Question

Order the following species with respect to carbon-oxygen bond length (longest to shortest). $$ \mathrm{CO}, \quad \mathrm{CO}_{2}, \quad \mathrm{CO}_{3}^{2-}, \quad \mathrm{CH}_{3} \mathrm{OH} $$ What is the order from the weakest to the strongest carbonoxygen bond? \(\left(\mathrm{CH}_{3} \mathrm{OH}\right.\) exists as \(\mathrm{H}_{3} \mathrm{C}-\mathrm{OH}\).)

Short answer

The order from the weakest to the strongest carbon-oxygen bond is CH₃OH, CO₃²⁻, CO₂, and CO.

Step-by-step solution

Understand the molecular structures

We start by analyzing the structures of CO, CO₂, CO₃²⁻, and CH₃OH. Here is a brief description of each: 1. CO (Carbon monoxide) is a simple molecule with a triple bond between carbon and oxygen atoms. 2. CO₂ (Carbon dioxide) is a linear molecule with two double bonds, one between carbon and each oxygen atom. 3. CO₃²⁻ (Carbonate ion) is a polyatomic ion with one carbon atom connected to three oxygen atoms in a resonance structure where two oxygen atoms are double bonded to the carbon atom, and one is single bonded. 4. CH₃OH (Methanol) has a single bond between carbon and oxygen atoms, as well as three single C-H bonds and one O-H bond.

Compare bond lengths

Based on the molecular structures, we can now order the species by carbon-oxygen bond length: 1. CO with a triple bond generally has the shortest bond length. 2. CO₂ with a double bond has the intermediate bond length. 3. CO₃²⁻ has a resonance structure with both single and double bonds to the oxygen atoms, which gives it an effective bond length that lies between single and double bonds. 4. CH₃OH has a single bond between its carbon and oxygen atoms, which results in the longest bond length. Thus, the order from the longest to the shortest carbon-oxygen bond length is: CH₃OH, CO₃²⁻, CO₂, CO.

* PROVIDED INFORMATION *
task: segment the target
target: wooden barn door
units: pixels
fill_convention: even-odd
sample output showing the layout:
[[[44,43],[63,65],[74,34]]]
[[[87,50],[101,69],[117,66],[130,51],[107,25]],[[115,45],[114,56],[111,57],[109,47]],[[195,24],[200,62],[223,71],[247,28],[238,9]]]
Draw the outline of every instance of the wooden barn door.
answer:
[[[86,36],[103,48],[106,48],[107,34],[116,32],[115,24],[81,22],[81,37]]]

* TASKS AND EXERCISES *
**a)** Please transcribe the stretch of the bond-length solution from "Understand the molecular" through "one O-H bond.".
**b)** According to the bond-length solution, which species has the longest carbon-oxygen bond?

* FINAL ANSWERS *
**a)**
Understand the molecular structures

We start by analyzing the structures of CO, CO₂, CO₃²⁻, and CH₃OH. Here is a brief description of each: 1. CO (Carbon monoxide) is a simple molecule with a triple bond between carbon and oxygen atoms. 2. CO₂ (Carbon dioxide) is a linear molecule with two double bonds, one between carbon and each oxygen atom. 3. CO₃²⁻ (Carbonate ion) is a polyatomic ion with one carbon atom connected to three oxygen atoms in a resonance structure where two oxygen atoms are double bonded to the carbon atom, and one is single bonded. 4. CH₃OH (Methanol) has a single bond between carbon and oxygen atoms, as well as three single C-H bonds and one O-H bond.

**b)** CH₃OH (methanol) has the longest carbon-oxygen bond.